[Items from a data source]
--------------------------------

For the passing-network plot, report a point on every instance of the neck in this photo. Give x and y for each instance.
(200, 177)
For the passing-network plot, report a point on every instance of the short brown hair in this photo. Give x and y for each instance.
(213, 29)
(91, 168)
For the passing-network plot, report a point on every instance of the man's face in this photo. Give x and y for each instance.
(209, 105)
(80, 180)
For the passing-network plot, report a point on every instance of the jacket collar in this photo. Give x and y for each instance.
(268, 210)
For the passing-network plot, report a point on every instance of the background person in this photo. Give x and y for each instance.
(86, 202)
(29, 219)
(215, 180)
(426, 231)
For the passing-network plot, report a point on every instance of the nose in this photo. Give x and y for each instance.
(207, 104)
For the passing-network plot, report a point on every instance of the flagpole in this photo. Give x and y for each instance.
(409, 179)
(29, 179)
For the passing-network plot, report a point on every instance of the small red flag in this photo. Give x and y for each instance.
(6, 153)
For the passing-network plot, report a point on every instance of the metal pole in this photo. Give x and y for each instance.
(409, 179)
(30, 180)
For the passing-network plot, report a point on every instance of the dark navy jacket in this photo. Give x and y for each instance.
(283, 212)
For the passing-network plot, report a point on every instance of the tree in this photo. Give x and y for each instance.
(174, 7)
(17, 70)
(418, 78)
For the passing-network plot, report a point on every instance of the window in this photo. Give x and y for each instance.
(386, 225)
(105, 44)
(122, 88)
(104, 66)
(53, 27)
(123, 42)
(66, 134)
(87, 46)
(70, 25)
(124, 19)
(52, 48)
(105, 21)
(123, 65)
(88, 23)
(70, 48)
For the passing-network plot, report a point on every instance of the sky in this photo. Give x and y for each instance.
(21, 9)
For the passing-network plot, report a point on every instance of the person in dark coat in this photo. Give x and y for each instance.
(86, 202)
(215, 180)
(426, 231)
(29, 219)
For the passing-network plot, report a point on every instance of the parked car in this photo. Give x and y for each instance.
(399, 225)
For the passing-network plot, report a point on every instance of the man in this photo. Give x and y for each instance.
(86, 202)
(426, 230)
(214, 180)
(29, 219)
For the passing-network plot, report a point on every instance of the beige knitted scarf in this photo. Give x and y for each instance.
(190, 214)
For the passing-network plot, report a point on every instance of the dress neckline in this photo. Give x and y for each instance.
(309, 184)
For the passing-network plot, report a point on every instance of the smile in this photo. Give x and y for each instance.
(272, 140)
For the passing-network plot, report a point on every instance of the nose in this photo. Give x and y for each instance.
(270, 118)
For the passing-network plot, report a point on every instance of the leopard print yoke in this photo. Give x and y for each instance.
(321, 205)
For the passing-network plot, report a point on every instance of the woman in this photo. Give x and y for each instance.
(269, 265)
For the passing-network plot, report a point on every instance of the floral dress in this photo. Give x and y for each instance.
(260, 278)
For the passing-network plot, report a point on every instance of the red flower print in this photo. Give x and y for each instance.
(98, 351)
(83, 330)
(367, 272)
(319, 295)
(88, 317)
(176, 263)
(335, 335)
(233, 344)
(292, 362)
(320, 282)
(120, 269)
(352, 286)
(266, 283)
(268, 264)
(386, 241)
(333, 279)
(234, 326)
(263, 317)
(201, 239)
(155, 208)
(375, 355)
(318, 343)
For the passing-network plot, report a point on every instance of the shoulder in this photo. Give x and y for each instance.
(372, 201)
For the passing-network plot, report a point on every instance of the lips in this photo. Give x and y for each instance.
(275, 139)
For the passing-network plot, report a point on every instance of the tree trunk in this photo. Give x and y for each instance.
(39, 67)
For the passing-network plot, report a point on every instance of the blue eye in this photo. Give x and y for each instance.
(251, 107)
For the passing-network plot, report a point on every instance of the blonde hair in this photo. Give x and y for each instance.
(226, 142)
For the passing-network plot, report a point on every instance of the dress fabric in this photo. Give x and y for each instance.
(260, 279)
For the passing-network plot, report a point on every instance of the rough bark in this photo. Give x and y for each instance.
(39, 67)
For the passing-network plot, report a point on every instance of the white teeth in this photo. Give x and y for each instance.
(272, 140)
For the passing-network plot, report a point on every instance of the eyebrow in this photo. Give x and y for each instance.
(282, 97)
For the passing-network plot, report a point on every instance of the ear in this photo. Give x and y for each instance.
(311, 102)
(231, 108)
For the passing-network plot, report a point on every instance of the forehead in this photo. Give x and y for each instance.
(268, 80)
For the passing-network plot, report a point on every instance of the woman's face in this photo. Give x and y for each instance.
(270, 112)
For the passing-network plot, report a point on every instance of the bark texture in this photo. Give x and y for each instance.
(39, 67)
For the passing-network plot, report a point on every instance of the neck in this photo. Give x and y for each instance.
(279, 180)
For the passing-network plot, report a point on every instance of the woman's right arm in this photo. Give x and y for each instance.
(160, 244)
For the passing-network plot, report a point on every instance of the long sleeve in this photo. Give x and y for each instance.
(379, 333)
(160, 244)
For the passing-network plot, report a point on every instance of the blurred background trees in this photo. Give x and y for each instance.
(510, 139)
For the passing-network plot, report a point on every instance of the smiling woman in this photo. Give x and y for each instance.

--------------------------------

◆ EXERCISE GOAL ◆
Each line from the one containing "of the forehead" to the end of the records should be echoed exactly, and no other line.

◆ RESULT FOR THIS EXERCISE ◆
For the passing-network plot, report a point on every instance of the forehead in this photo. Give x and y for each instance.
(268, 80)
For the passing-network plot, report a point on every instance of the woman's face in this photo. Give x and y for each instance.
(270, 112)
For the passing-network plot, report a point on every instance of the bark texture in this photo. Give x and y for each instance.
(39, 67)
For the passing-network plot, report a point on every instance of the neck in this photo. Give x and y for each instance.
(279, 180)
For the passing-network plot, report a point on every instance of the woman's right arm in this photo. Give x and y for each instance.
(160, 244)
For the passing-network plot, report a point on every instance of the long sleeve in this photo. Give x and y for each instance.
(379, 333)
(160, 244)
For the passing-network plot, report a point on every instance of the blurred background trees in this photo. Give x and y for each instance.
(510, 139)
For the passing-network plot, report a point on every instance of the smiling woman in this photo. Give x and y for each instance.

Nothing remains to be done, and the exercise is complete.